Given passage:
******************************

LeetCode 349. Intersection of Two Arrays

Given two arrays, write a function to compute their intersection.

Example:
Given nums1 = [1, 2, 2, 1], nums2 = [2, 2], return[2].

Method 1: using two set. O(N) time, O(m+n) space.

class Solution {
public:
    vector<int> intersection(vector<int>& nums1, vector<int>& nums2) {
        if(nums1.size() == 0 || nums2.size() == 0) return {};
        set<int> hashMap;
        set<int> values;
        for(int i = 0; i < nums1.size(); ++i) hashMap.insert(nums1[i]);
        for(int i = 0; i < nums2.size(); ++i) {
            if(hashMap.find(nums2[i]) != hashMap.end()) values.insert(nums2[i]);
        }
        vector<int> res;
        auto iter = values.begin();
        while(iter != values.end()) {
            res.push_back(*iter);
            iter++;
        }
        return res;
    }
};

Varations:

 1: The input two arrays are sorted. The time complexity is O(m/n) whichever is larger.

// two sorted arrays interaction
vector<int> Interactions(vector<int>& a, vector<int>& b) {
  if(a.size() == 0) return {};
  if(b.size() == 0) return {};
  int a_start = 0, b_start = 0;
  vector<int> result;
  while(a_start < a.size() && b_start < b.size()) {
    if(a[a_start] == b[b_start]) {
      result.push_back(a[a_start]);
      a_start++;
      b_start++;
    } else if(a[a_start] < b[b_start]) a_start++;
    else b_start++;
  }
  return result;
}

2: What if one array is much longer and the other one is super short.

******************************

Task A: Could you repeat the records, beginning at the start of the records and stopping after the line that contains "[247,465,270,493]"? Leave the pictures out of your answer.

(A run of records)

******************************

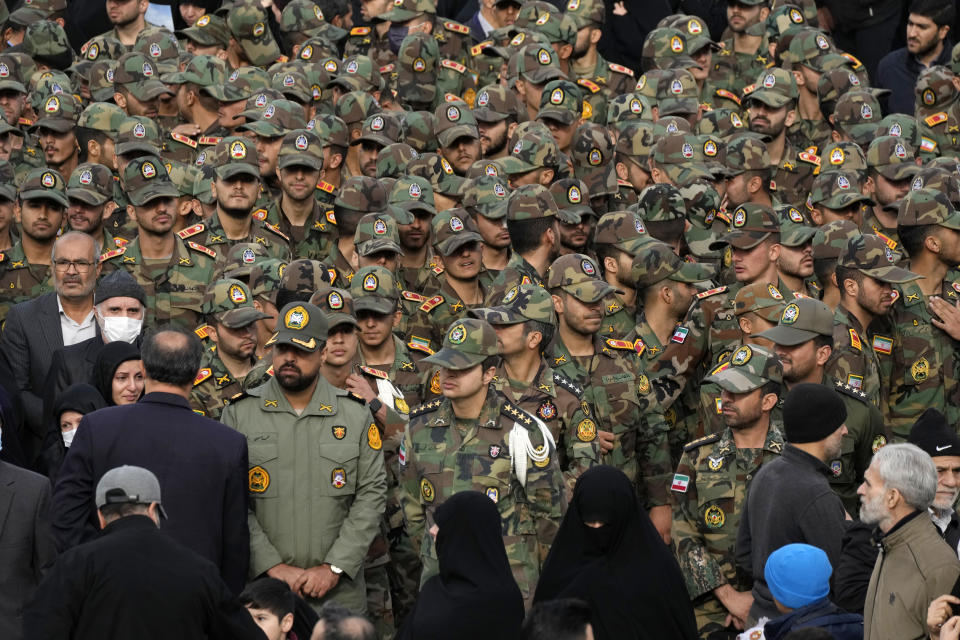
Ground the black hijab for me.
[534,466,697,640]
[93,341,140,404]
[396,491,523,640]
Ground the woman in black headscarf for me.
[396,491,523,640]
[93,341,143,406]
[534,466,697,640]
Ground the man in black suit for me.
[0,231,100,466]
[52,329,250,593]
[0,450,57,640]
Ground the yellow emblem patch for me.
[247,465,270,493]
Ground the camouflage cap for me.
[420,318,499,371]
[113,51,173,102]
[566,0,607,29]
[67,162,114,207]
[809,171,874,211]
[36,93,81,133]
[547,253,623,303]
[757,298,834,347]
[897,189,960,230]
[264,302,329,353]
[710,202,780,250]
[470,284,557,327]
[733,282,786,322]
[227,4,280,67]
[203,278,270,329]
[630,238,715,289]
[703,345,783,393]
[431,209,483,256]
[837,233,923,286]
[593,211,651,256]
[350,265,400,315]
[214,136,260,180]
[867,136,920,182]
[17,167,70,207]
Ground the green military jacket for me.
[221,377,387,612]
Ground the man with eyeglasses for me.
[0,231,100,465]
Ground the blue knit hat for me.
[763,544,833,609]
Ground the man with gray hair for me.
[857,444,960,640]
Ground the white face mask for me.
[100,316,143,342]
[60,427,77,449]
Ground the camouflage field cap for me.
[547,253,623,304]
[277,129,323,171]
[17,167,70,207]
[203,278,270,329]
[353,212,403,256]
[431,208,483,256]
[227,4,280,67]
[470,284,557,327]
[264,302,329,353]
[123,157,180,207]
[113,51,173,102]
[733,282,786,322]
[757,298,833,347]
[710,202,780,250]
[703,344,783,393]
[897,189,960,230]
[350,265,400,315]
[837,233,923,284]
[630,238,714,289]
[813,218,860,260]
[867,136,920,182]
[810,171,874,211]
[67,162,114,207]
[420,318,499,371]
[36,93,81,133]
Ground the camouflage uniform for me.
[400,319,564,603]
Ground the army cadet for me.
[400,318,564,604]
[471,284,601,495]
[759,298,887,513]
[264,129,335,260]
[100,157,217,331]
[177,137,290,266]
[0,168,69,321]
[221,302,386,612]
[190,278,268,420]
[402,209,494,351]
[872,189,960,438]
[826,233,929,407]
[670,346,784,636]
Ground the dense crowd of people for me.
[0,0,960,640]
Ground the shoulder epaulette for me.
[440,58,467,73]
[420,293,443,311]
[187,240,217,259]
[360,365,390,380]
[100,247,127,262]
[443,20,470,35]
[553,371,583,398]
[577,78,600,93]
[683,433,720,451]
[410,398,443,418]
[695,285,727,300]
[170,132,197,149]
[177,222,206,240]
[193,367,213,386]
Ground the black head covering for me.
[397,491,523,640]
[534,466,697,640]
[93,341,140,406]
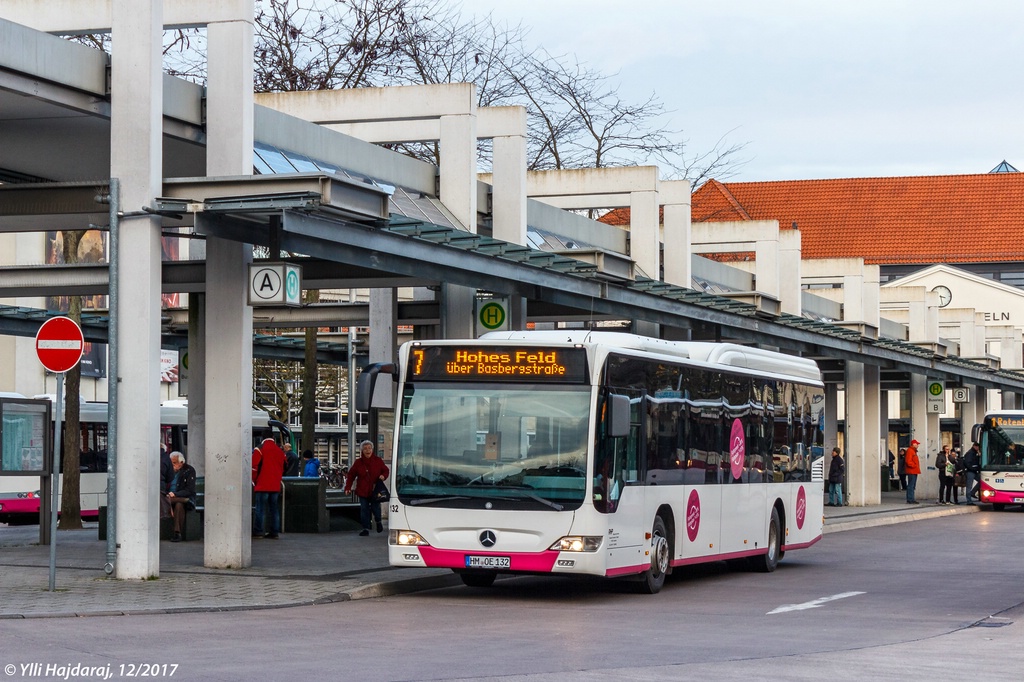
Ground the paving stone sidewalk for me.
[0,494,978,619]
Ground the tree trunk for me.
[299,289,319,453]
[57,231,84,530]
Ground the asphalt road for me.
[0,511,1024,682]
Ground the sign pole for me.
[36,316,85,592]
[50,372,63,592]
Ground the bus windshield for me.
[393,382,591,511]
[981,417,1024,471]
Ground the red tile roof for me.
[602,173,1024,264]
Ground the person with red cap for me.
[904,440,921,505]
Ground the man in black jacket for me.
[964,442,981,505]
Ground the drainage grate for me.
[971,619,1014,628]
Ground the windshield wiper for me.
[490,486,564,511]
[406,495,471,507]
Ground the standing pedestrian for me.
[253,433,287,540]
[896,447,906,491]
[935,445,953,505]
[281,440,300,476]
[942,445,959,505]
[964,442,981,505]
[904,440,921,505]
[300,450,319,478]
[345,440,390,537]
[826,447,846,507]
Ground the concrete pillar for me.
[658,180,693,289]
[197,231,253,568]
[754,232,779,299]
[824,384,839,450]
[439,284,476,339]
[187,290,206,476]
[200,10,254,568]
[778,229,804,315]
[111,0,163,580]
[487,106,526,246]
[630,191,662,280]
[846,361,882,507]
[369,289,398,410]
[910,374,940,502]
[439,114,476,228]
[436,115,476,346]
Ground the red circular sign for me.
[36,317,85,374]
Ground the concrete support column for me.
[846,361,882,507]
[754,240,778,299]
[197,231,253,568]
[440,284,476,339]
[959,386,985,453]
[630,191,662,280]
[824,384,839,450]
[186,292,206,476]
[200,10,254,568]
[369,289,398,410]
[111,0,163,580]
[658,180,693,289]
[487,106,526,245]
[436,115,475,339]
[910,374,939,500]
[206,18,254,175]
[439,114,475,228]
[778,229,804,315]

******************************

Task B: Can you rewrite the paragraph of the LeetCode page that begins "Method 1" as a short list that keeps its main facts?

Exercise answer A:
Ground the black hijab for me.
[534,466,697,640]
[93,341,140,404]
[396,491,523,640]
Ground the woman in black headscarf for me.
[396,491,523,640]
[93,341,143,406]
[534,466,697,640]
Ground the man in black suit for me.
[0,231,100,466]
[52,329,250,593]
[0,450,57,640]
Ground the yellow emblem patch for me.
[247,465,270,493]

Exercise answer B:
- Approach: two sets
- Time: O(N)
- Space: O(m+n)